**Brano di partenza:**
◆ ◆ ◆

La cornice che inquadra questi presunti “paesaggi” romantici confermerebbe il genere giocando con il ricordo che abbiamo di simili “dipinti” ottocenteschi, esposti in qualche museo o galleria di arte antica. Quindi dobbiamo ammettere che anche la cornice ha un suo valore gnoseologico in quanto non ha solo la funzione di incorniciare l’opera o proteggerla. Non è un escamotage decorativo per sedurre, per attrarre il visitatore. Con essa, l’artista vuole circondare e circoscrive l’immagine: circondare di una certa aura l’immagine che si è generata dallo sversamento dell’olio esausto; circonfondere di aura l’immagine significa anche confondere l’immagine con l’aura, cioè velarla e illuminarla a un tempo, cioè s-velarla. La cornice inoltre racchiude e circoscrive l’immagine: la circoscrive come fa una finestra con il paesaggio. Restituire aura all’immagine significa poi dotarla di una qualche distanza presentandola come il sogno o la rimembranza di qualcosa di perduto, tramontato, obliato. Walter Benjamin descriveva in questi termini l’aura: «L'aura è il manifestarsi di una lontananza, per quanto vicina essa sia. Anche le parole hanno la loro aura: Kraus l'ha descritta con particolare precisione - Quanto più da vicino si guarda una parola, tanto più lontano essa guarda a sua volta-. Nel mondo c'è tanta aura quanto vi rimane di sogno».

 

La relazione tra cornice e immagine, così come quella tra la palla al centro e i dipinti alle pareti funziona su questo doppio movimento di vicino e lontano, di distanza e prossimità, di svelamento e nascondimento. La sfera, infatti, si frappone tra noi e l’immagine, crea un'ulteriore distanza, occupando lo spazio ma lasciando spazio alla rivelazione dei paesaggi all’orizzonte. I visitatori sono l’elemento necessario per attuare un gioco di sguardi tra persone, cose e immagini. Le cornici, di stile antico, si danno come finestre aperte su un fuori: l’aperto che ci si para davanti in forma di sogno, come esperienza dell’immaginazione e del ricordo. Siamo, allora, contemplatori che fuori all'aperto si danno la possibilità di riviverne l’emozione, ribaltando il negativo in positivo, la fine in nuovo inizio. Siamo come certi personaggi della pittura ottocentesca - ad esempio quella di Caspar David Friedrich - ritratti in mezzo a una vasta pianura circondata da alte cime innevate o isolati in vetta a una montagna a ridosso di un precipizio.

◆ ◆ ◆

**Materiale dell'esercizio:**
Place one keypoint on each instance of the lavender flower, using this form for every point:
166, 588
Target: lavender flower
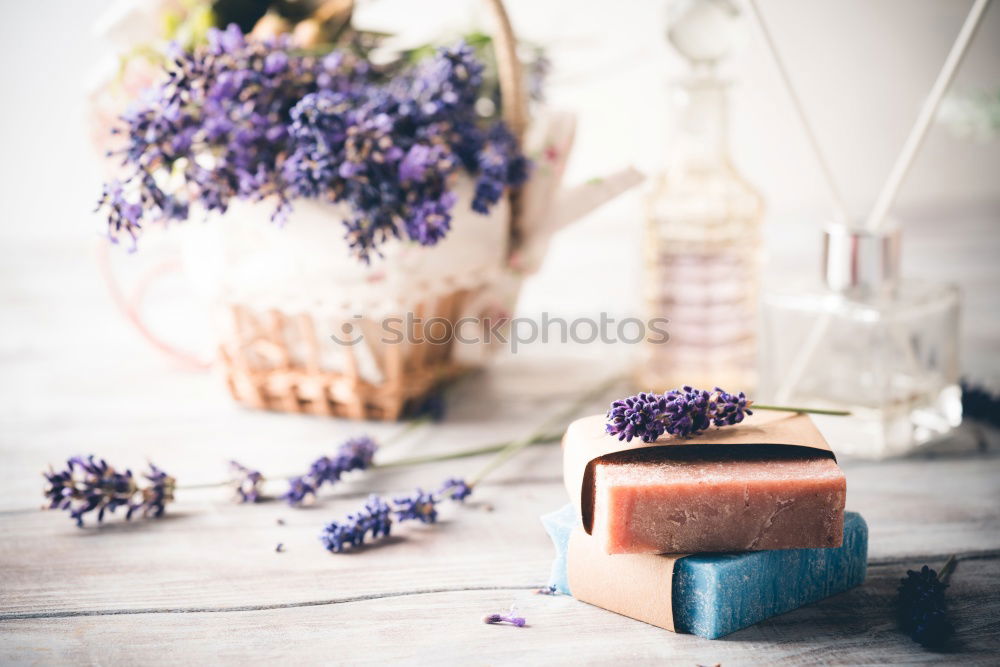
243, 119
639, 416
88, 484
923, 612
509, 616
680, 412
375, 519
354, 454
247, 482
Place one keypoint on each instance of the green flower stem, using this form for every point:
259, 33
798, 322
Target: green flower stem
558, 421
811, 411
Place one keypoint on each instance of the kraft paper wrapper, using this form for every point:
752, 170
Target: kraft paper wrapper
640, 586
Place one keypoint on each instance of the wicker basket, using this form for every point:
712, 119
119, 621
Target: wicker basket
278, 360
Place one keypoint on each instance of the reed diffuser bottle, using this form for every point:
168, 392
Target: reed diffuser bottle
884, 348
703, 222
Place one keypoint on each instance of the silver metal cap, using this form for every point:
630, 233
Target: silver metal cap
861, 262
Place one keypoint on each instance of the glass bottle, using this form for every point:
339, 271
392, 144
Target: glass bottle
883, 348
703, 250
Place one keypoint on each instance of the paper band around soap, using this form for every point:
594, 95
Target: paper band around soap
592, 445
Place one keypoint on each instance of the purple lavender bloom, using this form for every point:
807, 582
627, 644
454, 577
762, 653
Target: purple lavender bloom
680, 412
354, 454
455, 489
88, 484
375, 519
505, 617
247, 482
300, 490
153, 498
280, 125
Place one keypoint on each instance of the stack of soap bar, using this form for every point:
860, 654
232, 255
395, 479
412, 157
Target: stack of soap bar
710, 498
716, 594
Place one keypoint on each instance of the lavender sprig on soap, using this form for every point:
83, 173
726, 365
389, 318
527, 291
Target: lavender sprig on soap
683, 412
261, 121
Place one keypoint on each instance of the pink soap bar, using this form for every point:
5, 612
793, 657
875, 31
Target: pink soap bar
719, 498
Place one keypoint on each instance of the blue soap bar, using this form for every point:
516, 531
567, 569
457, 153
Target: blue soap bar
716, 594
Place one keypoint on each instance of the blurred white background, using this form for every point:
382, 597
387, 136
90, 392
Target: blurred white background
862, 68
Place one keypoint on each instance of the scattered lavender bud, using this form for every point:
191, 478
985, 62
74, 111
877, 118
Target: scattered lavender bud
88, 484
247, 482
354, 454
509, 616
376, 518
282, 124
680, 412
923, 612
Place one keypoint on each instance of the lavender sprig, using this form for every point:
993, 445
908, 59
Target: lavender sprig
88, 484
923, 612
684, 412
247, 482
377, 517
354, 454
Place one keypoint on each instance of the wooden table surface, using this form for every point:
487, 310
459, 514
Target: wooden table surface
205, 581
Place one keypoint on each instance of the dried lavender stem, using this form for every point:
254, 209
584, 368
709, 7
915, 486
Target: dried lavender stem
537, 438
947, 569
558, 421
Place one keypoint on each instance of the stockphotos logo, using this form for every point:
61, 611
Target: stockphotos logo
513, 332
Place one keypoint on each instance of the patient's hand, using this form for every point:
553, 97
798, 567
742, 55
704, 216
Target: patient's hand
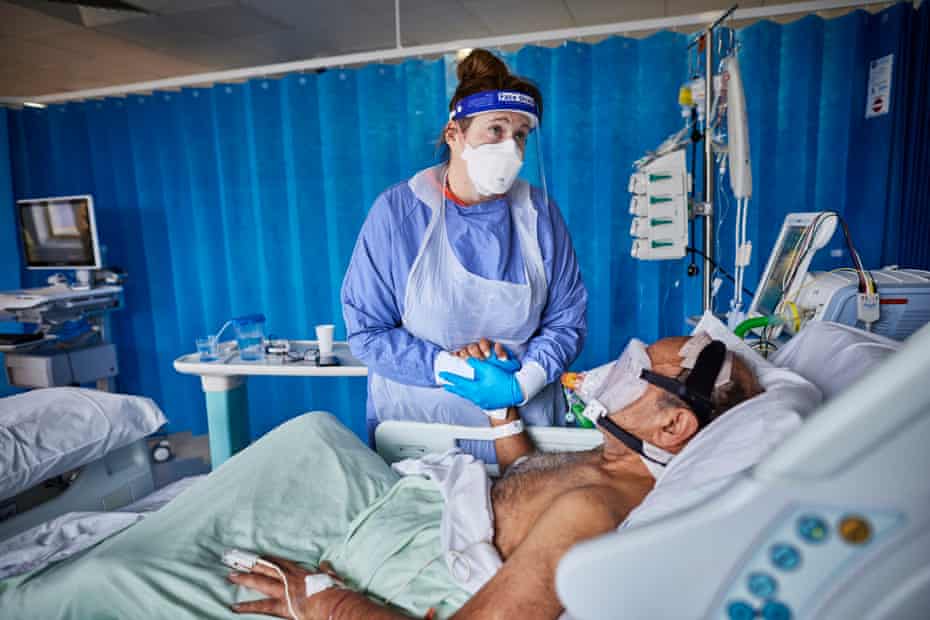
267, 581
483, 349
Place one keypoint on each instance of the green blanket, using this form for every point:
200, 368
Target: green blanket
309, 491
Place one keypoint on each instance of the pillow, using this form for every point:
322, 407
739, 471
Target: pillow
731, 444
833, 356
719, 331
44, 433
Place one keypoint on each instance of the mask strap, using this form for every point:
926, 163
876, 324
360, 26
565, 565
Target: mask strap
698, 388
628, 439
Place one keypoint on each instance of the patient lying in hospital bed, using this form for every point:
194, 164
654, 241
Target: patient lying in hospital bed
310, 491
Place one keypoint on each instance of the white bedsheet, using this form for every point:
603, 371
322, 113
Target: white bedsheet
74, 532
467, 527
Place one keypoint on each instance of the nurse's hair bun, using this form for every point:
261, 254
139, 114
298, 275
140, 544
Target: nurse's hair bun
481, 71
482, 65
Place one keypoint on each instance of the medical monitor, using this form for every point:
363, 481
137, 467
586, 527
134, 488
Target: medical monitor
59, 233
773, 286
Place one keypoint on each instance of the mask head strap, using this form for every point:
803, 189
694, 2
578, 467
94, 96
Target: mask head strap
698, 388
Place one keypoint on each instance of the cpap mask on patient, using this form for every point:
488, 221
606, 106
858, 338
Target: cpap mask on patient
618, 384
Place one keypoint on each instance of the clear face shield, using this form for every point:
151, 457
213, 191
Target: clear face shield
617, 385
508, 141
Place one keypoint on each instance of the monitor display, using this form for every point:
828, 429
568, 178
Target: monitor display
59, 233
770, 293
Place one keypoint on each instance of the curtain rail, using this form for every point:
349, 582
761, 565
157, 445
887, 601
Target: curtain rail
664, 23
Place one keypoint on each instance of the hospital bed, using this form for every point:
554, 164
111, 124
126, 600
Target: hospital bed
697, 563
835, 523
70, 450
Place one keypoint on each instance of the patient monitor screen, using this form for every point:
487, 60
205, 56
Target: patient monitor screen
771, 291
57, 233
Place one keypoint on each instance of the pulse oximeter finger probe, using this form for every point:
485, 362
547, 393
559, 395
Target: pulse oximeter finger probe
245, 561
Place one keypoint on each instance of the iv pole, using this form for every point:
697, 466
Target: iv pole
706, 209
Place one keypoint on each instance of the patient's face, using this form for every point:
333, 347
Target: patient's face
642, 417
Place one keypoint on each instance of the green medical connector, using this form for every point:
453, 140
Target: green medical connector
759, 321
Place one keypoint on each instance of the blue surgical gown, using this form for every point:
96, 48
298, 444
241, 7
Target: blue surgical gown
485, 241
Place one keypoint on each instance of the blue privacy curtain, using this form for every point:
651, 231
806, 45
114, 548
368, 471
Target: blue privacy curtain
9, 252
248, 197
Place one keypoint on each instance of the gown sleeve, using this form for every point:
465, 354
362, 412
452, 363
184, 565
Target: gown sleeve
370, 304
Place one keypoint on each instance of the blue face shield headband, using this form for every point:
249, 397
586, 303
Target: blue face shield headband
497, 101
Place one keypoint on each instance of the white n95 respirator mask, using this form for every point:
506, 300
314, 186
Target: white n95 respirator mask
492, 168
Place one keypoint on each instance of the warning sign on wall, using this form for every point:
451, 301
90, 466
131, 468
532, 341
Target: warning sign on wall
879, 89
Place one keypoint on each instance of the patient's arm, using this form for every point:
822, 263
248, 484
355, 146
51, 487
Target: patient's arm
509, 449
527, 579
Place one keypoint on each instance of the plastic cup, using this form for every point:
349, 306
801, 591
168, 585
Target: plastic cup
250, 336
324, 337
207, 348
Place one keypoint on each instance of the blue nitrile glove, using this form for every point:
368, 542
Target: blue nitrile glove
492, 388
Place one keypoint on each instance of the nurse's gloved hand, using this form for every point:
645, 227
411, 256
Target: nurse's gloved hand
492, 388
492, 352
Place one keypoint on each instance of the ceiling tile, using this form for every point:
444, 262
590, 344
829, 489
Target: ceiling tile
16, 21
334, 28
503, 17
592, 12
31, 55
435, 21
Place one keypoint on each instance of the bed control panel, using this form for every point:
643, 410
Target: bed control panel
799, 556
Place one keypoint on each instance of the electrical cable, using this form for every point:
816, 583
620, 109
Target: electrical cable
287, 594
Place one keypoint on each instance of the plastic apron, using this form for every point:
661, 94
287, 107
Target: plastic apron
451, 307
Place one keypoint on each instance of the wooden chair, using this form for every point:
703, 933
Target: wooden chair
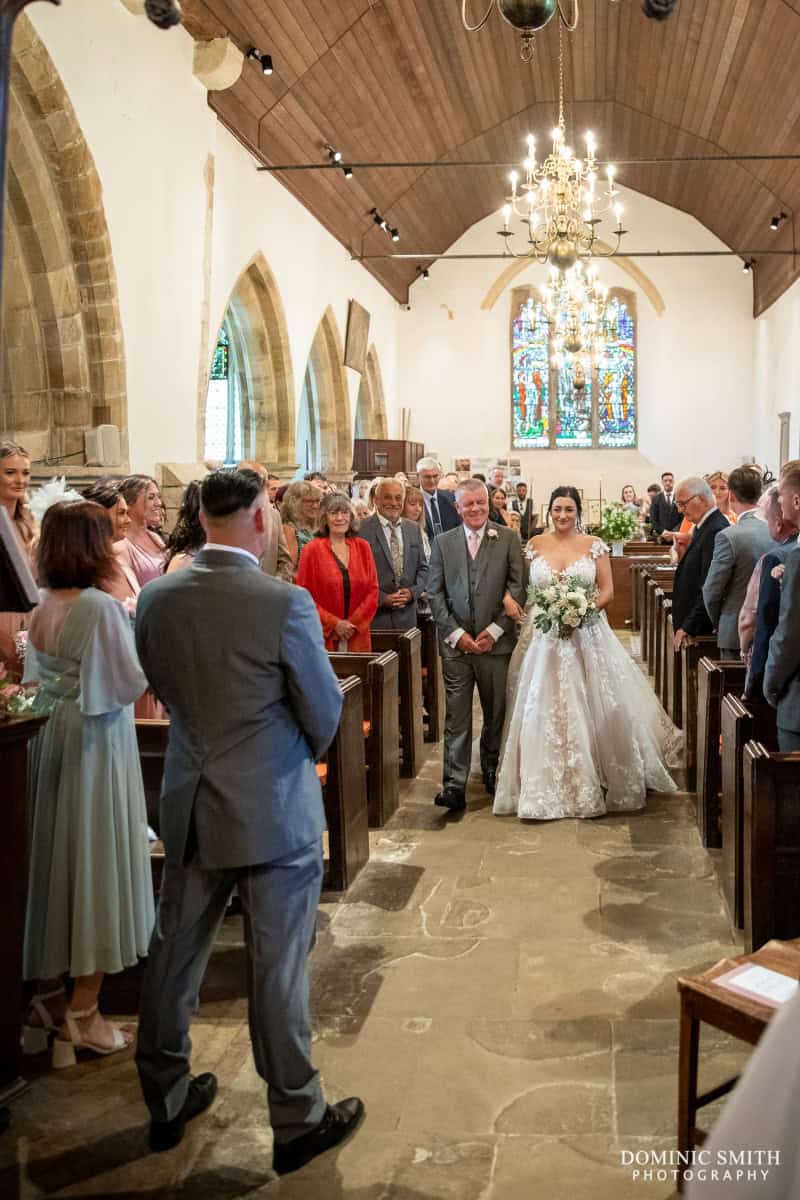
343, 777
771, 845
379, 675
702, 1000
433, 684
691, 652
714, 679
408, 647
740, 723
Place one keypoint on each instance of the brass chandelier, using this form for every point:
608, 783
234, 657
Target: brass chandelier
559, 201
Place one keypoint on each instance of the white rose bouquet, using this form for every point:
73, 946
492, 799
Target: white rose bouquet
563, 606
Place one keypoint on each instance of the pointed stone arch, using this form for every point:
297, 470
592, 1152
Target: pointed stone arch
371, 408
62, 354
325, 401
262, 360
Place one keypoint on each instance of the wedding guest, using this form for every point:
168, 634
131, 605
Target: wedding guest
14, 478
695, 498
251, 711
439, 509
144, 551
737, 549
665, 514
277, 558
401, 562
188, 535
338, 570
90, 906
764, 592
719, 484
124, 585
299, 510
782, 670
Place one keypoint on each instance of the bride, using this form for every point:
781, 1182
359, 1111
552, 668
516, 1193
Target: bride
584, 733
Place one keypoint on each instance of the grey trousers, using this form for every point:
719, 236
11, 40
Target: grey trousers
788, 741
280, 905
461, 676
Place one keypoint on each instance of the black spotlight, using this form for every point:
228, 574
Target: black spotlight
264, 60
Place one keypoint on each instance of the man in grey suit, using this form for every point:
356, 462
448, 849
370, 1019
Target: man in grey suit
238, 659
471, 569
735, 552
400, 558
782, 671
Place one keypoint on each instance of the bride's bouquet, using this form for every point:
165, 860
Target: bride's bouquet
563, 606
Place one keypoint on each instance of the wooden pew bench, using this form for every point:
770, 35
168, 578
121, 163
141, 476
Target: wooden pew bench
379, 675
741, 721
408, 647
771, 845
714, 679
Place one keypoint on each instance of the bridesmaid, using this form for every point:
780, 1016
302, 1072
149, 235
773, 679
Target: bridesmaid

◆ ◆ ◆

**Attività da svolgere:**
A. Ricopia fedelmente le righe dell'elenco partendo da quella che contiene "Place one keypoint on each instance of the bridesmaid, using" e proseguendo fino all'ultima riga dell'elenco compresa.
B. Scrivi il seguito del brano sulla cornice e sull'aura dell'immagine, iniziando subito dopo la sua ultima frase.

**Risposte:**
A.
Place one keypoint on each instance of the bridesmaid, using this form for every point:
780, 1016
302, 1072
149, 235
773, 679
Target: bridesmaid

B.
Torniamo a osservare l’oggetto sferico che, pur avendo tra le sue massime proprietà quella di muoversi rotolando, sta invece fermo. Intorno a questa sfera si svolge, come in un panorama panottico, una cortina di seducenti paesaggi nobilmente incorniciati. Riconosciamo morbide colline. Cime tempestose. Montagne su cui aleggiano nubi minacciose. Abitiamo una dimensione diversa dal solito. È quella dominata dal silenzio di cui si circonda l’opera dotata di aura. Un silenzio che partecipa alla fioritura di un’immagine che è stata generata nel tempo ormai esausto della creazione artistica, nel tramonto della nostra immaginazione poetica: «La ricerca del silenzio come spazio interiore da ritrovare nell’opera è per me una scelta consapevole e politica. Viviamo immersi in un rumore continuo, in una sovrapproduzione di immagini, parole, opinioni. Il silenzio diventa una forma di resistenza: un luogo di ascolto, un tempo necessario per il pensiero; per ritrovare una dimensione umana del fare, priva di tecnicismi e di artificio, che possa riflettere una tensione verso l’essenziale. Ho sempre sostenuto un’etica fondata sulla semplicità dei mezzi, sulla possibilità di creare con poco. La mia è una pratica che rifiuta l’eccesso e il monumentalismo. Non credo nelle produzioni ricche o nelle opere che rappresentano un’economia forte. L’arte deve poter esistere senza il potere». 

 

Per concludere, queste opere devono essere usate come delle zattere di sopravvivenza etica ed estetica in un tempo che non è favorevole all’arte. Possiamo così aggrapparci ad ognuna di queste opere per non essere trascinati passivamente nel corso violento della Storia. Per avere ancora una volta a portata di mano la meraviglia di un’alba nascente su un paesaggio che vive sospeso per noi tra distanza e vicinanza. Come un oggetto di desiderio che alimenti assieme alla sua rinascita la struggente malinconia generata per un bene prezioso che abbiamo già perduto da sempre.